» WHAT YOU HAVE TO DO: Retype the stretch of the listing below from the line containing "Can you find the feather eyespot?" through the line containing "[[204, 119], [381, 155]]", including both of those lines and keeping every character unchanged.

» GIVEN DATA:
· · ·

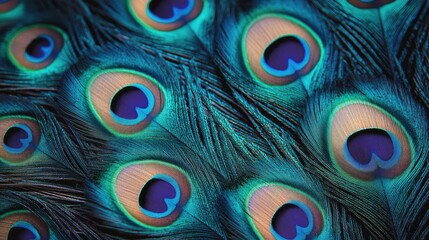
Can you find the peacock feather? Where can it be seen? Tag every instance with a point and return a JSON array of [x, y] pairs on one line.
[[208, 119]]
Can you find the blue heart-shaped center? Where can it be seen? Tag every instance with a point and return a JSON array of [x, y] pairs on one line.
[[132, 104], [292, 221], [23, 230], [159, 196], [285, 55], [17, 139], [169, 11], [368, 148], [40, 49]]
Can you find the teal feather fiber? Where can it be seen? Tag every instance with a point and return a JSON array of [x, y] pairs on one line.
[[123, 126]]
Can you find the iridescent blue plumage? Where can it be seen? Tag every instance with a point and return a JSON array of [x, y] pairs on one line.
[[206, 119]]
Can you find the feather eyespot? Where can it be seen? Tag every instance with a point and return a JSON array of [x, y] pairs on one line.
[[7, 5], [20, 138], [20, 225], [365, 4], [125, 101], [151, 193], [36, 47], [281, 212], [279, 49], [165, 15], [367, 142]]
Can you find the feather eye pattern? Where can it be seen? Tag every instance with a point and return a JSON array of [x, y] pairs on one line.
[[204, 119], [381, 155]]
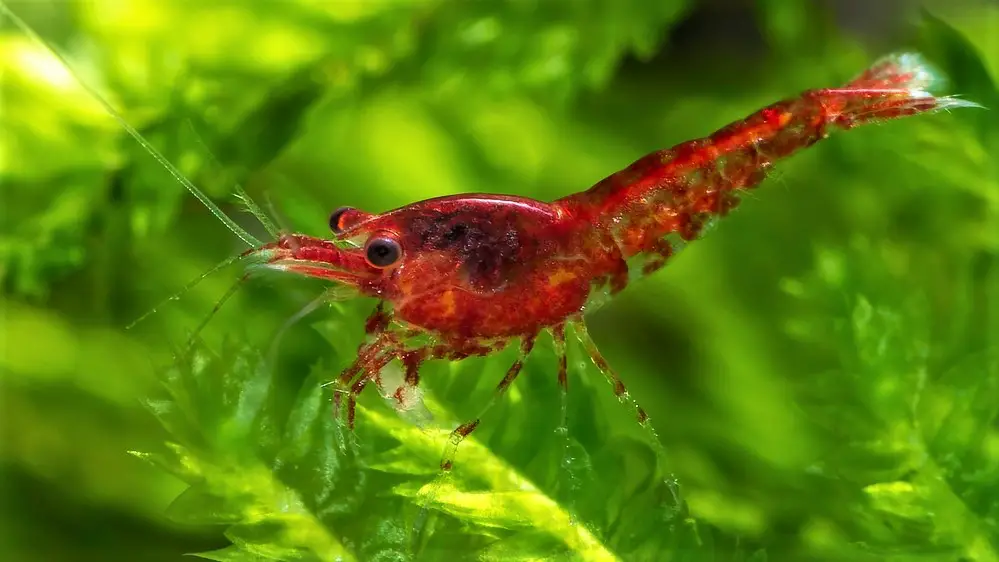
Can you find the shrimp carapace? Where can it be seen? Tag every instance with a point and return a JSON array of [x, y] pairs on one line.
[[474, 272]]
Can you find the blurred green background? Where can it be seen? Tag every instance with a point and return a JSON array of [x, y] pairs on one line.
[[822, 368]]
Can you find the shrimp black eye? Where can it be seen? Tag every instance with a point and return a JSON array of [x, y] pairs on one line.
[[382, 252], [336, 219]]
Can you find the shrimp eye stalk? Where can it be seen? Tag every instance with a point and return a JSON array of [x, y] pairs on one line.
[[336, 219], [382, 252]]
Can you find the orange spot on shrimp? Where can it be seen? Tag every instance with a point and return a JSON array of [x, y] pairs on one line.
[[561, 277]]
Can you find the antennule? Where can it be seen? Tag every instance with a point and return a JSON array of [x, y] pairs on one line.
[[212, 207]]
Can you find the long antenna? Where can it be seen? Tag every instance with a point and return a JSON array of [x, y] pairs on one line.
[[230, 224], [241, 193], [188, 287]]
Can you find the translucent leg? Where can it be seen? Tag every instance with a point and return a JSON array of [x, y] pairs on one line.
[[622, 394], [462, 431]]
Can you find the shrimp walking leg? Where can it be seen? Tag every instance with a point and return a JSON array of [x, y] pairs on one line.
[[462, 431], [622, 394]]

· · ·

» ANSWER:
Can you find the feather eyespot? Where can it be seen? Tag every instance with a point and return a JSON array of [x, y] pairs on one line.
[[7, 5], [20, 138], [20, 225], [365, 4], [125, 101], [151, 193], [36, 47], [281, 212], [279, 49], [165, 15], [367, 142]]
Can you find the feather eye pattern? Where can it be seen? Tag every instance with a point and return a JSON array of [x, y] pairs on one line.
[[204, 119], [381, 155]]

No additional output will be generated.